## Trecho
_ _ _

Crédito: Brett Jordan, Unsplash

Histórias de vida trazem não só informações individuais, mas também elementos sociais, culturais, além da contextualização do tempo histórico e econômico. Desde a formação do núcleo HFACTORS, o método que utiliza narrativas biográficas tem sido usado para entender fenômenos do trabalho a partir dos próprios trabalhadores. Os pesquisadores do grupo de Sociologia entrevistam pessoas inseridas no ambiente estudado e perguntam sobre suas trajetórias desde a infância, passando pela escolha profissional, inserção no mercado e construção de carreira.

Essa abordagem, segundo o coordenador da equipe de Sociologia, Hermílio Santos, auxilia no diagnóstico de campo, porque, quando um colaborador ingressa em uma organização, carrega com ele interpretações passadas e visões de mundo, que ajudam a informar a maneira como agirá. “A análise transborda o ambiente concreto, porque as vivências não se encerram em si. Elas têm um histórico”, explica.

_ _ _

## Material fornecido
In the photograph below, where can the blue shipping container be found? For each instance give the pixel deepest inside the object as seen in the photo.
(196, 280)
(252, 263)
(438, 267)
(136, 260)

_ _ _

## Exercícios
a. Responda com base no trecho sobre histórias de vida:
(i) Quem coordena a equipe de Sociologia?
(ii) Desde quando o método de narrativas biográficas vem sendo usado?
(iii) O que um colaborador carrega consigo ao ingressar em uma organização?
b. Disponha todas as entradas do material fornecido em um CSV de duas colunas, texto e resposta, com uma linha por entrada. Coloque cada campo entre aspas e troque as quebras de linha por espaços.

## Respostas
a.
(i) Hermílio Santos.
(ii) Desde a formação do núcleo HFACTORS.
(iii) Interpretações passadas e visões de mundo.

b.
texto,resposta
"In the photograph below, where can the blue shipping container be found? For each instance give the pixel deepest inside the object as seen in the photo.","(196, 280) (252, 263) (438, 267) (136, 260)"